Given records:

──────────────────────────────

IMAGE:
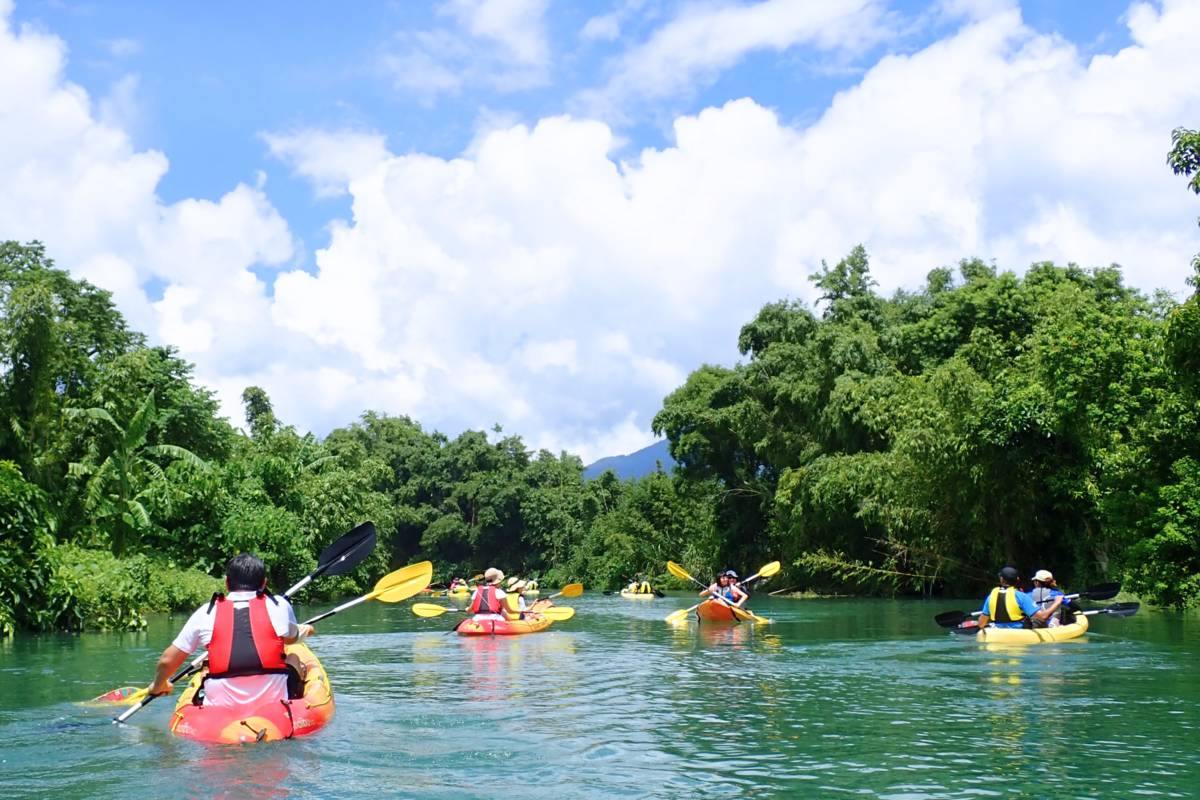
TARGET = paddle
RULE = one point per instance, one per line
(679, 572)
(555, 613)
(569, 590)
(1102, 591)
(339, 558)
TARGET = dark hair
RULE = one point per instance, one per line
(245, 572)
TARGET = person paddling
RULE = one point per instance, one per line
(489, 601)
(1049, 599)
(516, 596)
(726, 588)
(1007, 606)
(244, 632)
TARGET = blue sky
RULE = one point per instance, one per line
(547, 214)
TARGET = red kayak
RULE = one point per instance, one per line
(714, 611)
(267, 722)
(471, 626)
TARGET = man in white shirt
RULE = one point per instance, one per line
(245, 633)
(487, 602)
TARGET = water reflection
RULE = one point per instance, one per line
(835, 698)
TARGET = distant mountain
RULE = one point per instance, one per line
(637, 464)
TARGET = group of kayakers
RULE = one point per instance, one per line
(1007, 606)
(491, 601)
(245, 630)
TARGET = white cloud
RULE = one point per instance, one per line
(561, 354)
(703, 40)
(73, 180)
(329, 158)
(516, 25)
(604, 28)
(537, 282)
(499, 44)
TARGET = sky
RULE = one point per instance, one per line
(544, 215)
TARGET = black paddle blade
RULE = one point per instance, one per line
(348, 551)
(952, 619)
(1121, 609)
(1103, 591)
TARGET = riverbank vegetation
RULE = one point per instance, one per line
(910, 443)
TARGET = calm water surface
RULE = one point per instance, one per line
(837, 698)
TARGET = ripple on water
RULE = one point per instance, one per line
(853, 698)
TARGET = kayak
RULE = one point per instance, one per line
(994, 635)
(717, 612)
(469, 626)
(267, 722)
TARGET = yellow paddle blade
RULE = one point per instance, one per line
(769, 570)
(123, 696)
(557, 613)
(430, 609)
(678, 571)
(423, 570)
(678, 615)
(402, 583)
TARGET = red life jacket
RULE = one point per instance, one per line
(244, 642)
(485, 601)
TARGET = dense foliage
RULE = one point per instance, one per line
(123, 491)
(910, 443)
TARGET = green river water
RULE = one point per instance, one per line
(837, 698)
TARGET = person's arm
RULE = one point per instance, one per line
(294, 631)
(299, 632)
(1025, 602)
(171, 660)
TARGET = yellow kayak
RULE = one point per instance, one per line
(1030, 635)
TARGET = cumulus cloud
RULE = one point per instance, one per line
(75, 180)
(328, 158)
(705, 40)
(485, 277)
(499, 44)
(540, 282)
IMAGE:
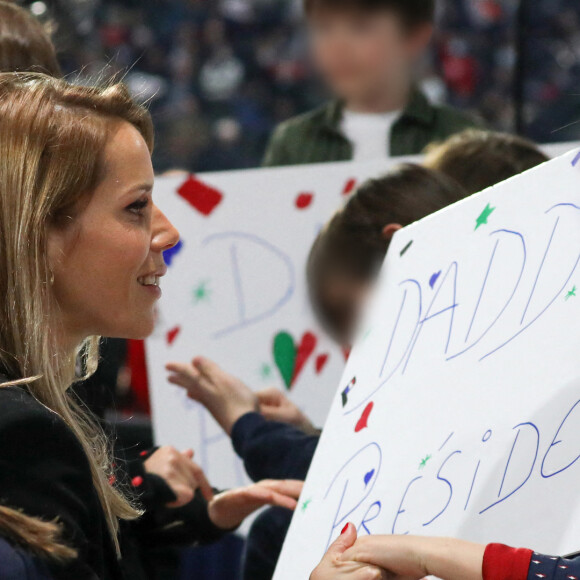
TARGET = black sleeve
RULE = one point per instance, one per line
(45, 473)
(272, 450)
(189, 524)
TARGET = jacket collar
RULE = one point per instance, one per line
(418, 109)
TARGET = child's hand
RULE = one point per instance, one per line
(180, 473)
(230, 508)
(224, 396)
(414, 557)
(275, 406)
(335, 566)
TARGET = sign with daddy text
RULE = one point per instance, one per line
(459, 409)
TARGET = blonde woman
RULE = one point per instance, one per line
(27, 544)
(81, 255)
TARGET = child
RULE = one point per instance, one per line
(343, 265)
(417, 557)
(366, 52)
(478, 159)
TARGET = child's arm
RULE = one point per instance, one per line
(418, 557)
(449, 559)
(270, 450)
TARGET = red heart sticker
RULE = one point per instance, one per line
(305, 350)
(172, 334)
(200, 195)
(349, 187)
(304, 200)
(362, 423)
(321, 361)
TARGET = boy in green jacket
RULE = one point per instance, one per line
(366, 52)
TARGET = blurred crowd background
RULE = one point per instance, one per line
(220, 74)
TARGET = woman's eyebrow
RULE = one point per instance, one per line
(143, 187)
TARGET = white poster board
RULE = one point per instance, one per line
(236, 282)
(464, 418)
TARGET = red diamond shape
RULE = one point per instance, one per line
(200, 195)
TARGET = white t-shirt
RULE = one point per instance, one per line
(369, 133)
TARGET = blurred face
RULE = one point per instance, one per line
(108, 262)
(341, 302)
(361, 54)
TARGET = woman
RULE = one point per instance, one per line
(81, 246)
(26, 544)
(414, 558)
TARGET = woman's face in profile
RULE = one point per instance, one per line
(108, 262)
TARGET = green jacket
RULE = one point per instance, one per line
(315, 137)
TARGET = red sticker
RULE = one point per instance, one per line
(362, 423)
(304, 200)
(172, 334)
(200, 195)
(305, 350)
(321, 361)
(349, 187)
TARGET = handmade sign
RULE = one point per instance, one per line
(236, 292)
(459, 409)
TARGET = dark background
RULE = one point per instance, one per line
(220, 74)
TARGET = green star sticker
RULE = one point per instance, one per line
(482, 219)
(201, 292)
(265, 371)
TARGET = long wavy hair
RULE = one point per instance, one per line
(25, 44)
(38, 538)
(52, 138)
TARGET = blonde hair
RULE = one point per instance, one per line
(25, 45)
(52, 137)
(40, 538)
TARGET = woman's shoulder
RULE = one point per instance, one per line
(17, 565)
(19, 410)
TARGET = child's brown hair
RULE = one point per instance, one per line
(412, 12)
(478, 159)
(353, 245)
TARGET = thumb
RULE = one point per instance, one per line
(205, 366)
(345, 541)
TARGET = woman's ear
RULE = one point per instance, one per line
(389, 231)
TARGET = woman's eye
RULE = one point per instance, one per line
(138, 207)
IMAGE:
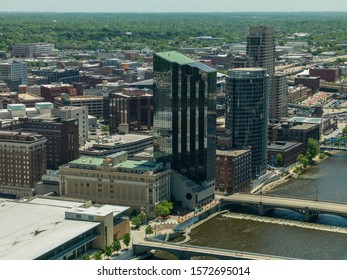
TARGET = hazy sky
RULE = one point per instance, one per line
(172, 5)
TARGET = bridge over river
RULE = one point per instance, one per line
(307, 207)
(186, 252)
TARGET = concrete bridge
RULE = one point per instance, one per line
(186, 252)
(307, 207)
(334, 147)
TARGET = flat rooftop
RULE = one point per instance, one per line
(283, 146)
(31, 229)
(234, 153)
(175, 57)
(110, 141)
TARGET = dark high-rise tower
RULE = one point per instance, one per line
(184, 121)
(247, 114)
(261, 49)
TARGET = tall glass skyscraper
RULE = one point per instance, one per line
(261, 49)
(184, 121)
(247, 114)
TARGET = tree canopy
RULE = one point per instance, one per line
(163, 209)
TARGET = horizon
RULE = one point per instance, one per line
(169, 6)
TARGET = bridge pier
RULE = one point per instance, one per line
(307, 214)
(261, 209)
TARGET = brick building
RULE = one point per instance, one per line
(22, 162)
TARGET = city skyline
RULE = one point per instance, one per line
(172, 6)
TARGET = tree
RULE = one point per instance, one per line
(126, 239)
(149, 229)
(85, 256)
(136, 221)
(344, 131)
(163, 209)
(108, 251)
(105, 128)
(279, 160)
(303, 160)
(97, 255)
(313, 148)
(116, 246)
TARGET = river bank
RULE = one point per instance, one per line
(284, 222)
(292, 174)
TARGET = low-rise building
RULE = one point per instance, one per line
(101, 145)
(288, 150)
(233, 171)
(49, 228)
(95, 104)
(138, 184)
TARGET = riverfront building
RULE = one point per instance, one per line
(261, 49)
(22, 162)
(233, 171)
(116, 180)
(184, 125)
(247, 114)
(48, 228)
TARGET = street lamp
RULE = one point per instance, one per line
(316, 193)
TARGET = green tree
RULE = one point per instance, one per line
(313, 147)
(344, 131)
(97, 255)
(163, 209)
(85, 256)
(105, 128)
(108, 251)
(136, 221)
(149, 229)
(126, 239)
(279, 160)
(116, 246)
(303, 160)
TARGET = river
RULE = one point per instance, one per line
(278, 236)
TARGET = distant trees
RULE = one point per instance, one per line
(163, 31)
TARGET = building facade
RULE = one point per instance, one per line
(247, 114)
(22, 162)
(116, 180)
(233, 172)
(14, 73)
(79, 113)
(261, 48)
(278, 96)
(95, 104)
(184, 122)
(133, 108)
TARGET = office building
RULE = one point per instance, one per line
(233, 172)
(131, 107)
(22, 162)
(104, 145)
(117, 180)
(261, 48)
(49, 92)
(95, 104)
(184, 124)
(50, 228)
(32, 50)
(79, 113)
(247, 114)
(278, 96)
(14, 73)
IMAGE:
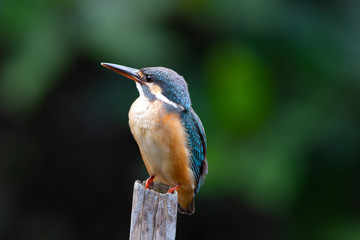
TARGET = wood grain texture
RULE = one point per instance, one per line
(154, 212)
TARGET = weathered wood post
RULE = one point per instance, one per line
(154, 212)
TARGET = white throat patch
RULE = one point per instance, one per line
(157, 93)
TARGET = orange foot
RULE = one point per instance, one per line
(149, 181)
(176, 187)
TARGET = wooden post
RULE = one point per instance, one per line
(154, 212)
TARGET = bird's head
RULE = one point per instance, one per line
(157, 83)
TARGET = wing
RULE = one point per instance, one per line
(197, 146)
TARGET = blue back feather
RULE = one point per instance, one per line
(175, 89)
(197, 145)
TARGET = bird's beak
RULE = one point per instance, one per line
(128, 72)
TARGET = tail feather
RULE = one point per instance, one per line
(189, 210)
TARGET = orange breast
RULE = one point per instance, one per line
(163, 146)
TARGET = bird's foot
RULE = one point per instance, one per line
(149, 181)
(176, 187)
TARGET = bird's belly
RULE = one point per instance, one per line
(162, 144)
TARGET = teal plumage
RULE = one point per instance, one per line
(170, 135)
(197, 145)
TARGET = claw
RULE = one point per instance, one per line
(176, 187)
(149, 181)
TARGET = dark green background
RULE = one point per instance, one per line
(275, 83)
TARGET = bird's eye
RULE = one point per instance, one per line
(148, 78)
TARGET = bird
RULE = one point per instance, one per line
(170, 135)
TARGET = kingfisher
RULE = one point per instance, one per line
(170, 135)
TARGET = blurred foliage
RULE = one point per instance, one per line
(275, 83)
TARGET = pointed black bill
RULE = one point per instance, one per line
(128, 72)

──────────────────────────────

What you are asked to do: Only the lines above from the one with "TARGET = white throat patch" up to and including the one with "TARGET = bird's foot" should be repeated, exactly as written.

Result of this task:
TARGET = white throat patch
RULE = one point per instance, one per line
(157, 93)
TARGET = orange foot
RULE = one point per instance, one per line
(149, 181)
(176, 187)
TARGET = wooden post
RULE = one point per instance, one per line
(154, 212)
TARGET = bird's head
RULE = one point per instance, one per line
(157, 83)
TARGET = wing
RULE = one point per instance, one per line
(197, 146)
TARGET = blue back feather
RULE = one point per instance, one per line
(175, 89)
(197, 145)
TARGET = bird's beak
RULE = one point per instance, one per line
(128, 72)
TARGET = tail feather
RULE = one point per instance, one per line
(189, 210)
TARGET = orange breast
RULE = one point per instance, one per line
(163, 146)
TARGET = bird's foot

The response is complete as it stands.